Items from a pointing dataset

════════════════

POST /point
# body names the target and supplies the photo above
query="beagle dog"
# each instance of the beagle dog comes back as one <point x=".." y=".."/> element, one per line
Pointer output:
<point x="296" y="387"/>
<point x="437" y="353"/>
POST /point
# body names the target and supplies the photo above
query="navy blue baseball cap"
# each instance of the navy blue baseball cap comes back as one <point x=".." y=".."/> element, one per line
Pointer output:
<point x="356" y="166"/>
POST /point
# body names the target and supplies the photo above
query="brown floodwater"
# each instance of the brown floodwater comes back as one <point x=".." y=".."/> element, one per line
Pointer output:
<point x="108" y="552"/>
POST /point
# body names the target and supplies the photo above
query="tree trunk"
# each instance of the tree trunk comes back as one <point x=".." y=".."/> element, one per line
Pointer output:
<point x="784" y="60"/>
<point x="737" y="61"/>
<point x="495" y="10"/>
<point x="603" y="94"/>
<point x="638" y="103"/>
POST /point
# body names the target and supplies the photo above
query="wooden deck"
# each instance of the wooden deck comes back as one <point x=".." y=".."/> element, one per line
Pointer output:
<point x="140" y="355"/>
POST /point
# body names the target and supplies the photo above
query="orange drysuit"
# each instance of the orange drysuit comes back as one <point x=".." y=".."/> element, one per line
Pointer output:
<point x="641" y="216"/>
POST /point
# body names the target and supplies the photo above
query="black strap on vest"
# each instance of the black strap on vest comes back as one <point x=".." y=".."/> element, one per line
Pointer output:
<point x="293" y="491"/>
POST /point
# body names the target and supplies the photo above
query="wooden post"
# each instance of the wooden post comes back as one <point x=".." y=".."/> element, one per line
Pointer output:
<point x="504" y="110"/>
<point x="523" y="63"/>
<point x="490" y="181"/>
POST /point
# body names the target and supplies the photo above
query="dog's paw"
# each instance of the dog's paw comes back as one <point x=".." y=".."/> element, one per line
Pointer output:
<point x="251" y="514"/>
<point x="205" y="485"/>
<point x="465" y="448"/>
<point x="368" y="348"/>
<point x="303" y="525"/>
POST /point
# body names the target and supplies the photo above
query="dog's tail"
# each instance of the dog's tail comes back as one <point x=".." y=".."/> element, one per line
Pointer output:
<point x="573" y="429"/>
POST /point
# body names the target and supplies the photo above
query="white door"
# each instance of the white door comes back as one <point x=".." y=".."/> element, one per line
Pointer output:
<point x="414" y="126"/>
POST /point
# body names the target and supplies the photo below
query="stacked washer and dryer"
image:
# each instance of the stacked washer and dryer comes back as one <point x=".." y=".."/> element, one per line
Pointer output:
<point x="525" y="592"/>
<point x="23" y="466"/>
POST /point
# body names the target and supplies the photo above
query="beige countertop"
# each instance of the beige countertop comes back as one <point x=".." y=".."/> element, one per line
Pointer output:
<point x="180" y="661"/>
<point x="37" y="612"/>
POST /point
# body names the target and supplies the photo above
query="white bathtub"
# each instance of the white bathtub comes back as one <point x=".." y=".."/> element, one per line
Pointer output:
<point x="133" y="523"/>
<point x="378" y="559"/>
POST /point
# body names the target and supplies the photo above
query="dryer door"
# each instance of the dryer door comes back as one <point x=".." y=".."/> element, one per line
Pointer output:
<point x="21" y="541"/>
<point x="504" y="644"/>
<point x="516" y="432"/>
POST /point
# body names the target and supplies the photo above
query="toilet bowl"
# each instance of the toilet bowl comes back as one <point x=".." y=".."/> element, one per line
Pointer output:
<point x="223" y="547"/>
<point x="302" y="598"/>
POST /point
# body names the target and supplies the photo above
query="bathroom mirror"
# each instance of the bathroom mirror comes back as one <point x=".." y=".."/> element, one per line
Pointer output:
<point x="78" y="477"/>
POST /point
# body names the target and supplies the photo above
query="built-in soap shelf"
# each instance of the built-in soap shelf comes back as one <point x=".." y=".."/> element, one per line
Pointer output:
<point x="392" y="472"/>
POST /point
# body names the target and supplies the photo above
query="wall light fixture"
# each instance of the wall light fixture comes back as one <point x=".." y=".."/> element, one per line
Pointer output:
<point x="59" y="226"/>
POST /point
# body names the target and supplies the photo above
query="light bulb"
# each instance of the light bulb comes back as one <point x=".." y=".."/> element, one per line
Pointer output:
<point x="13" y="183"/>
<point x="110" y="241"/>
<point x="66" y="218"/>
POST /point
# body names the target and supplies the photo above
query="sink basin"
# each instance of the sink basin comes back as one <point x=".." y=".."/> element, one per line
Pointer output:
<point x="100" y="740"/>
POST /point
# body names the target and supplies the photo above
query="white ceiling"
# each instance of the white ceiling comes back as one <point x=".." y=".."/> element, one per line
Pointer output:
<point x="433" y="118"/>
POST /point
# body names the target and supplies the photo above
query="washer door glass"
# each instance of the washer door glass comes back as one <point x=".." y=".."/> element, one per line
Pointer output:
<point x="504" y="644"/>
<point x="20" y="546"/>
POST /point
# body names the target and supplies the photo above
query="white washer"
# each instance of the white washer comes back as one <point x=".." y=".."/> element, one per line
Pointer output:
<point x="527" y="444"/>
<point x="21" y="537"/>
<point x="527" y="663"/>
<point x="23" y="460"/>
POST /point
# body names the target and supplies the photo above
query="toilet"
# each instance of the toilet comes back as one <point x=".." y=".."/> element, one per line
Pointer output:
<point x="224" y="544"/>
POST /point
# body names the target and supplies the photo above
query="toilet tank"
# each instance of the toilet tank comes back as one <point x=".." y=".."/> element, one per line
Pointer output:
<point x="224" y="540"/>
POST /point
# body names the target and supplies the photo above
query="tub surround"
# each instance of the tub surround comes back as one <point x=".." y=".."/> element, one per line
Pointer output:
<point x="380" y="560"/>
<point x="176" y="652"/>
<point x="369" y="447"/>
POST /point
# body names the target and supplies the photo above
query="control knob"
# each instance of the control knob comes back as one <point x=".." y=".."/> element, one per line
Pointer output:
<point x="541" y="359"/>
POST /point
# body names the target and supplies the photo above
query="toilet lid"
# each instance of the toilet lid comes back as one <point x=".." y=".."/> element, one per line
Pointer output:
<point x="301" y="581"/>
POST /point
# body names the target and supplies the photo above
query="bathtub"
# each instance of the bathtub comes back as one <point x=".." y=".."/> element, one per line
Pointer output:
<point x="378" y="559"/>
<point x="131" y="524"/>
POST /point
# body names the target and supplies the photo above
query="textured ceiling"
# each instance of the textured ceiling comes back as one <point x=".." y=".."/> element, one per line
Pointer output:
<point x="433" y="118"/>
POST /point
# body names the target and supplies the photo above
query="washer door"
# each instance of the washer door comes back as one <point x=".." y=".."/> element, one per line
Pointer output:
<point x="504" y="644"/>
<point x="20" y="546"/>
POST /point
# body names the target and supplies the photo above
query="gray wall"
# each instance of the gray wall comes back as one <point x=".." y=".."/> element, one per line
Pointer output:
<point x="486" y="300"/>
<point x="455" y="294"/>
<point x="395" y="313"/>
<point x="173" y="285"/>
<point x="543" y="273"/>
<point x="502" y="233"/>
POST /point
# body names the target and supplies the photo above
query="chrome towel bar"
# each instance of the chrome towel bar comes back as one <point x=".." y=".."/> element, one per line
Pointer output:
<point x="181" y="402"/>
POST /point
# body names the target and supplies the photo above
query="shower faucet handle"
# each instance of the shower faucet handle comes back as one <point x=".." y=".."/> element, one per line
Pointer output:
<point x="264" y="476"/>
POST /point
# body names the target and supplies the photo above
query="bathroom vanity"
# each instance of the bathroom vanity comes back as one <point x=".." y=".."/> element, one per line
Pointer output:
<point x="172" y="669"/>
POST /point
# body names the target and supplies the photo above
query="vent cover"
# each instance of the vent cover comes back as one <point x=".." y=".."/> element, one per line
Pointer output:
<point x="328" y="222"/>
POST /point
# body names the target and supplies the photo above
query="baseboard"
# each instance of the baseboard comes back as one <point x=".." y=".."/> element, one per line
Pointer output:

════════════════

How many lines in the items above contain the word "deck"? Reply with the number alone.

Exercise result ::
2